* **Problem to solve**
Using the entries below, write out the line with "Target: moss", the line with "Target: dark green succulent cluster", and every line in between, exactly as each is written.

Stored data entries
########
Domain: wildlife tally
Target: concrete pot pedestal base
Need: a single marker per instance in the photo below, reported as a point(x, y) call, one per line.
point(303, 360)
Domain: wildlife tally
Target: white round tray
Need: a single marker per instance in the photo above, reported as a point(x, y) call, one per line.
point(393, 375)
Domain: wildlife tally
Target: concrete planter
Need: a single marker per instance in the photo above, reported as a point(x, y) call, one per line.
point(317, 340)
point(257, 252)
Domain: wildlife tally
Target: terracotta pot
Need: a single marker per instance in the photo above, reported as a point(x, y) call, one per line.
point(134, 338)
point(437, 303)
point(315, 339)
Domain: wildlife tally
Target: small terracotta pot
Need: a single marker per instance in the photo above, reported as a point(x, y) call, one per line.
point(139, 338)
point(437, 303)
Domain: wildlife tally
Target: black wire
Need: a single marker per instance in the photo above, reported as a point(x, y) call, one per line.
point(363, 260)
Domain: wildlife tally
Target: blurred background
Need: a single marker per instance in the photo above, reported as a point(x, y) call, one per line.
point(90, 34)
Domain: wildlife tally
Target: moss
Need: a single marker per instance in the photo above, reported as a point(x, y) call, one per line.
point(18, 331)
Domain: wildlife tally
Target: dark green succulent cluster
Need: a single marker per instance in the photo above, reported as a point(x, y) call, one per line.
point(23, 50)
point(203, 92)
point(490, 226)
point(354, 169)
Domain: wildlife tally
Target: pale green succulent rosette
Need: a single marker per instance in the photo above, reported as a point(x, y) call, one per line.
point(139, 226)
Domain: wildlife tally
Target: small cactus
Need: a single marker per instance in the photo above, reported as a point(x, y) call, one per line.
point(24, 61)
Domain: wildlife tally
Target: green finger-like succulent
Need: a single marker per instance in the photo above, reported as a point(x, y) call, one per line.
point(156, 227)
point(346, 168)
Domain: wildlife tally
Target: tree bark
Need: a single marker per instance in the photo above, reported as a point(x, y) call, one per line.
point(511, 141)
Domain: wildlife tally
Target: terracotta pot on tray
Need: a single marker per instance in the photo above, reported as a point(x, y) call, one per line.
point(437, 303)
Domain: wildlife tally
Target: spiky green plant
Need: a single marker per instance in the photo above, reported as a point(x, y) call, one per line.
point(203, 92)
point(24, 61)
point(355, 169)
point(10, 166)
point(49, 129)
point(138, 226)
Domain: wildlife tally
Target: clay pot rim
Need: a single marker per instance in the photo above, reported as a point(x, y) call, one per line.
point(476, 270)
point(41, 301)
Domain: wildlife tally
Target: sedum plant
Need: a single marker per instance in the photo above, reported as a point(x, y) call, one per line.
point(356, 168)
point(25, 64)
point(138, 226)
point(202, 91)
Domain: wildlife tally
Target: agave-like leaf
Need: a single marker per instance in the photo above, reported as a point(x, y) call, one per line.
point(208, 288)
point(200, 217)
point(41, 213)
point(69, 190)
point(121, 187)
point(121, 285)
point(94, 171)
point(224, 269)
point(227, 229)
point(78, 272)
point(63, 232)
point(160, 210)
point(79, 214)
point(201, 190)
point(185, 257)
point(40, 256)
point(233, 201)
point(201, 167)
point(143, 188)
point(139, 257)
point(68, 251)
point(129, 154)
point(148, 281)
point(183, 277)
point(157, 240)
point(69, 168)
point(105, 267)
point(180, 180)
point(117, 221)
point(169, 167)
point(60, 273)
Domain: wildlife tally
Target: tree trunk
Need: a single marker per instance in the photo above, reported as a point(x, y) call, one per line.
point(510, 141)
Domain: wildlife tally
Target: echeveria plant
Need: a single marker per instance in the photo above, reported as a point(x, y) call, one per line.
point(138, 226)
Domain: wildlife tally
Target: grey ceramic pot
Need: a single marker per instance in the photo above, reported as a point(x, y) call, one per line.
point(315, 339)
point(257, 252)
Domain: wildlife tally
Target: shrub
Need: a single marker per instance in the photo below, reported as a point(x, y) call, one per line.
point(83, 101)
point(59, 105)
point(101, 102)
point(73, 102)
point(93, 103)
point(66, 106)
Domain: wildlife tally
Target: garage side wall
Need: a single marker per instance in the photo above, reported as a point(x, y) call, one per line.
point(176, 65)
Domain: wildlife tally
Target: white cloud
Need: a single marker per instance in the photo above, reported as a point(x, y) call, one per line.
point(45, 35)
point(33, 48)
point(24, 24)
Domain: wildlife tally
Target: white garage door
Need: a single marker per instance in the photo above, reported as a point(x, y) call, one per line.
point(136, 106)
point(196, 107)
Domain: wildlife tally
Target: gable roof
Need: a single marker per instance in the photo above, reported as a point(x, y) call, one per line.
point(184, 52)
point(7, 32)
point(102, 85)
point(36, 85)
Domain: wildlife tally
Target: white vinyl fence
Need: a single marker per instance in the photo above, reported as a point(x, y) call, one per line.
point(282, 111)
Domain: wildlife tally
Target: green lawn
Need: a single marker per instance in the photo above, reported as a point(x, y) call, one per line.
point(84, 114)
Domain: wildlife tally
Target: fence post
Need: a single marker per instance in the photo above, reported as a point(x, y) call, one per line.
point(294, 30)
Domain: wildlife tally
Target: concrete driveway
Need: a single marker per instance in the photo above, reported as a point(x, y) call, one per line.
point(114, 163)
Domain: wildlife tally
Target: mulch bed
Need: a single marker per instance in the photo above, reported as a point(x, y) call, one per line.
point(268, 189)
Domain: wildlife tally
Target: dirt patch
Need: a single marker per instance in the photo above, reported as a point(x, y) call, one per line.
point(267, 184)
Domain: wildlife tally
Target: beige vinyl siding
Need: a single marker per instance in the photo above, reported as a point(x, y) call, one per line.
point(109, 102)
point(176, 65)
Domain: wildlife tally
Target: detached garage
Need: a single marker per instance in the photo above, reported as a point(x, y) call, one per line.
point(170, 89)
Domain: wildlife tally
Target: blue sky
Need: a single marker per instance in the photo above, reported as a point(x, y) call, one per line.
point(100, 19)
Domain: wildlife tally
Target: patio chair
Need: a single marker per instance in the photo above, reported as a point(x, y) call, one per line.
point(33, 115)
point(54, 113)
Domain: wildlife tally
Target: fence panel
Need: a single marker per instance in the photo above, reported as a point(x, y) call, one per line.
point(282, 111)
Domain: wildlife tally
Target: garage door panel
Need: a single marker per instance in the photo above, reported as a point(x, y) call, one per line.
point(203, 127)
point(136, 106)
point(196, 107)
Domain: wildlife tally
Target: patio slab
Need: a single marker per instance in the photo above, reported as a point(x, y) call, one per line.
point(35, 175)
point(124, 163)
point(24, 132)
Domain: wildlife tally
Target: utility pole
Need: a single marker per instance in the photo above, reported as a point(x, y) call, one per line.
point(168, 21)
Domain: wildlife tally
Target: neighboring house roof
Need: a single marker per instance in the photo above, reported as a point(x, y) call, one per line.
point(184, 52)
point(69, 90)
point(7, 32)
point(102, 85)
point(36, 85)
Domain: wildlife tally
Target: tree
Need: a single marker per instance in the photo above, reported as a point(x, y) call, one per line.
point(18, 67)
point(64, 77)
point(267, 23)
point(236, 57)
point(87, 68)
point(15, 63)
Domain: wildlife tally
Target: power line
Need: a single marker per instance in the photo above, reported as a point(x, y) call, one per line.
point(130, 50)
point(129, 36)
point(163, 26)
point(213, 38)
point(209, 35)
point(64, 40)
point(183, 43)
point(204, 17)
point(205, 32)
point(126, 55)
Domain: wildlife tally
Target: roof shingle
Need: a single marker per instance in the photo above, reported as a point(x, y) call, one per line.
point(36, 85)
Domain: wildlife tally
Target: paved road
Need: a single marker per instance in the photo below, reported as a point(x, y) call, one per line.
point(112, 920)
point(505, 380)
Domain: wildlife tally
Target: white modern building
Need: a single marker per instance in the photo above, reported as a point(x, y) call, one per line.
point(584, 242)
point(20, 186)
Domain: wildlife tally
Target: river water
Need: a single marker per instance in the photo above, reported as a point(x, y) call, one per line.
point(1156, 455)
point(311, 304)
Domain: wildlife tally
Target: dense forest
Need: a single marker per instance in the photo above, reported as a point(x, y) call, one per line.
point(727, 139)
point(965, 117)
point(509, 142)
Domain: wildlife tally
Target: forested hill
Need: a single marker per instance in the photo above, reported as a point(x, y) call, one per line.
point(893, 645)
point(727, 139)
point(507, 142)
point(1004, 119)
########
* **Completed task**
Target: moss
Need: a single marker per instance in the photo above, reported as a point(x, y) call, one per line.
point(18, 331)
Domain: wildlife tally
Target: dark green succulent cluster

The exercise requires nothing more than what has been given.